#### [Consigne 1]
Relevez toutes les personnes désignées par leur nom dans le texte sur la semaine de quatre jours.
#### [Consigne 2]
Selon le texte sur la semaine de quatre jours, pourquoi des consultants mettent-ils autant de temps pour faire moins de travail ? Répondez en une à trois phrases.

#### [Texte d'étude]
***
Quid de la semaine de quatre jours

Les adeptes de la semaine de quatre jours ? Ils passent pour des « fous » aux yeux de ces décideurs. « C’est de l’humain, pas des maths, rétorque Laurent de la Clergerie, fondateur du groupe LDLC, ambassadeur de ce modèle en quatre jours. C’est tellement contre-intuitif. Tous les partis ou presque sont venus nous voir. Ce n’est pas dans la ligne du parti, ont-ils dit, pourtant ça marche. » Dans les entreprises de services, l'idée de laisser à chacun la gestion de son temps, dans le respect du code du travail, séduit.

« On ne peut pas avoir de réponse uniforme, raisonne Laurent Moisson, fondateur des Forces françaises de l’industrie (FFI), club d’entrepreneurs. L’organisation du travail doit être flexible. » Et pour réconcilier les objectifs économiques et sociaux, Jean-Marc Sylvestre de conclure par l'idée de redonner du sens au travail : « Travailler plus, c’est innover plus pour le bien-être, pas pour accumuler encore de la consommation. »

Trois questions à Hymane Ben Aoun, managing director du cabinet-conseil Humanskills et administratrice du Syntec Conseil 

Comment appréciez-vous le climat économique et managérial ?

L’économie se tend. On le voit aussi dans le conseil. Le télétravail devient un inconvénient. Les collaborateurs prennent de plus en plus de temps pour effectuer leur travail. Le rythme est lent. J’ai peur que cela ne devienne la norme. Au point même de pousser quelques clients à mettre en place la politique du « return to office », ou RTO. Une manière de faciliter le départ de certains collaborateurs. Avec l’idée : tu es libre de t’en aller…. Comme les demandes sont moindres en ce moment, des consultants mettent autant de temps pour faire moins de travail. C’est humain. Quand les sollicitations baissent, on s’étale…

Est-ce de la responsabilité du management, alors ?

Ils ont une part de responsabilité. Un consultant doit avoir 10 missions en cours, voire même entre 13 et 14 pour être occupé. Les managers doivent suivre ces indicateurs. Les bons managers se voient d’ailleurs dans la difficulté. On a pu observer un « shift » en 2021, sur les briefs de recherche de nouveaux managers. Avant, on voulait des jeunes avec des capacités à innover, à être créatifs, on en avait oublié la recherche d’équilibre. Maintenant, les compétences de data driver comptent. Pour être juste, il faut mesurer la performance. Le rôle du manager est clé dans l’amélioration de la productivité.

Comment progresser alors ?

Il est impératif de mieux les former, de les aider à définir les key performance indicators (KPI), les objectifs, à être davantage dans le collaboratif. Enchanter l’équipe fait partie du rôle.
***
(Extraits du jeu de données)
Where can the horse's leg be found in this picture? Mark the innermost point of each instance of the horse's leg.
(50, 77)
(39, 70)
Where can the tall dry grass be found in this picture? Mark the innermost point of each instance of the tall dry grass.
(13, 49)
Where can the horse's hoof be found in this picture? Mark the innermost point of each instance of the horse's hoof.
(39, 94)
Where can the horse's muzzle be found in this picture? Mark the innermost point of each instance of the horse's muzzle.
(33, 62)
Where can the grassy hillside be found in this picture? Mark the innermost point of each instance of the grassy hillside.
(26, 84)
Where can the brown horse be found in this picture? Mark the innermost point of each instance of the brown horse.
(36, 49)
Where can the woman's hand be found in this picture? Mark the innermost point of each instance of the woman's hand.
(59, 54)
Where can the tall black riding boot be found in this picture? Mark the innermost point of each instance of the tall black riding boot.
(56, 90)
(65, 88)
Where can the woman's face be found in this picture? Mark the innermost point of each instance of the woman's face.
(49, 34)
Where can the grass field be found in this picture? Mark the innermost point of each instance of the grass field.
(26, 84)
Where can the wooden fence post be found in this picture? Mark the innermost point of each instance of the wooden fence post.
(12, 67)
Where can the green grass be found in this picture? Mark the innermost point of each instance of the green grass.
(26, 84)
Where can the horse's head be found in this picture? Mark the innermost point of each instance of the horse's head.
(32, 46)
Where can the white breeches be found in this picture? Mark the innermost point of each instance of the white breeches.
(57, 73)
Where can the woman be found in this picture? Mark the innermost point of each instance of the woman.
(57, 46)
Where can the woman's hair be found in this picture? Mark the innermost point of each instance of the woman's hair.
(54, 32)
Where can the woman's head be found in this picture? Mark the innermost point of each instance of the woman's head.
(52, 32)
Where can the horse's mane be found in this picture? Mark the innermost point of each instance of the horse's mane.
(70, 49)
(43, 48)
***
#### [Réponse 1]
Laurent de la Clergerie ; Laurent Moisson ; Jean-Marc Sylvestre ; Hymane Ben Aoun.

#### [Réponse 2]
Les demandes sont moindres en ce moment. Quand les sollicitations baissent, on s'étale.